▶ [Given exercise]:
Reproduce every item below word for word, changing nothing.

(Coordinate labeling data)
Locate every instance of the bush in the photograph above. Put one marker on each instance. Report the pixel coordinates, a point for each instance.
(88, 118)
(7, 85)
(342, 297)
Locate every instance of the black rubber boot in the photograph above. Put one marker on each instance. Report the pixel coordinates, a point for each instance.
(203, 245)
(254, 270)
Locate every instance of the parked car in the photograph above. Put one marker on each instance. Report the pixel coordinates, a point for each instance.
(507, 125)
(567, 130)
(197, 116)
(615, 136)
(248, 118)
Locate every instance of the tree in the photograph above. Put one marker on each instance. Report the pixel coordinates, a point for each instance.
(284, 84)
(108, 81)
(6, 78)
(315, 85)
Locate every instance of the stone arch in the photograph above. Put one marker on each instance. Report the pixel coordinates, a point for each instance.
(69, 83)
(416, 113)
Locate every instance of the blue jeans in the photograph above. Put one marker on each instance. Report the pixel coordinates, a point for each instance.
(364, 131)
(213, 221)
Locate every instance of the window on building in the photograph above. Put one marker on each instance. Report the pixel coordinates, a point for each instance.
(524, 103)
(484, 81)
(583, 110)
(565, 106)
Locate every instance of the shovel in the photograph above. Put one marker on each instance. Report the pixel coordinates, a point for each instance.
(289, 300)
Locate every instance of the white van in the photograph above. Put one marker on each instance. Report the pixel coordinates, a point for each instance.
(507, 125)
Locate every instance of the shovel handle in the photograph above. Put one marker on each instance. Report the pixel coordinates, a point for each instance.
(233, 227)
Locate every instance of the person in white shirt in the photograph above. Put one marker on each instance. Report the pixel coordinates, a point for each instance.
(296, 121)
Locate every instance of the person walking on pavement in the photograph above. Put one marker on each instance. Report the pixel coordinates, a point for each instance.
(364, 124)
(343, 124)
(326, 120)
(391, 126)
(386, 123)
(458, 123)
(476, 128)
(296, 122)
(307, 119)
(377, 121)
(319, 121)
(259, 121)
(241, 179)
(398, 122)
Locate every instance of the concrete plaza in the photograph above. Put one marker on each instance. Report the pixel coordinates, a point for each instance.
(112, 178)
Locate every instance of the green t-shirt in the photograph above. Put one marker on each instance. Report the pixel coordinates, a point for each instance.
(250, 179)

▶ [Finished answer]:
Locate every instance of the bush in the photograph above. Put one marker on each instance. Report the pixel coordinates, a point for each instance.
(88, 118)
(7, 85)
(342, 297)
Locate every instance of the black rubber boot in the photograph above. Put one marker on each instance. Report the pixel coordinates, a point for each instance.
(203, 245)
(254, 270)
Locate every instance of the parked car in the photograph above. Put one marker on each instance. Report the pixel coordinates, a point for each instance.
(507, 125)
(567, 130)
(197, 116)
(615, 136)
(248, 118)
Locate every instance of the tree in the photograph above. Put one marker on each instance. Report the pixel coordinates, a point for each instance.
(284, 84)
(108, 81)
(6, 78)
(315, 85)
Locate every instance of the stone arch in the photograph above. Put one marker on each instance. Report the pixel coordinates, a point for each instance.
(69, 83)
(416, 113)
Locate every instance of the blue jeans in the photograph above. Put one marker on each instance. Report the pixel coordinates, a point for each instance.
(364, 131)
(213, 221)
Locate every instance of the window on building in the photograph above. Put one marker on each instance. Report the pixel coordinates, a point for each instance.
(524, 103)
(484, 81)
(583, 110)
(565, 106)
Locate every instance of the shovel in the photograph above. Put one marker on each instance. Report the pixel coordinates, a point for each instance.
(289, 300)
Locate every instance of the white van in the photograph above. Put one marker on each instance. Report the pixel coordinates, a point for each instance.
(507, 125)
Locate every instance of the shovel handle in the photograph above. Put one marker on each instance. Report the pixel coordinates, a point for each instance.
(233, 227)
Locate every instance of the person in white shirt in the photograph above. Put one marker on each instance. Report the pixel coordinates, a point for each instance.
(296, 121)
Locate every instance of the person walking on pavement in the photograph above. Put one marker on each instance. Report the pixel coordinates, a point for each instance.
(364, 124)
(343, 124)
(326, 120)
(391, 126)
(386, 123)
(458, 123)
(476, 128)
(296, 122)
(307, 119)
(377, 121)
(319, 121)
(259, 121)
(241, 179)
(398, 122)
Locate every instance of the concrete plaza in the photograph above. Put one marker on each instance. Report the pixel coordinates, a point for each instance.
(112, 178)
Locate every instance of the green t-shirt in the photograph above. Put one marker on each instance. Report the pixel coordinates, a point for each instance.
(250, 179)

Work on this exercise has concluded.